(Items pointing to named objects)
+ + + + + + +

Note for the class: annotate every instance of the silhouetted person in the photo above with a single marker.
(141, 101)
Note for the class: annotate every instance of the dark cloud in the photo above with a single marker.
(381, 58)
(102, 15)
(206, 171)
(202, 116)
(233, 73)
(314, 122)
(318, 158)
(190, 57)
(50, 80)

+ + + + + + +

Transcribe every item above word for word, keeping each line as it appears.

Note for the class: annotate every instance of the silhouetted person in the photo above with a single marker.
(141, 101)
Note for the class: annotate every instance of the dark cloud in the photo above with a single marker.
(381, 58)
(102, 15)
(206, 171)
(202, 116)
(233, 73)
(314, 122)
(318, 158)
(190, 57)
(50, 80)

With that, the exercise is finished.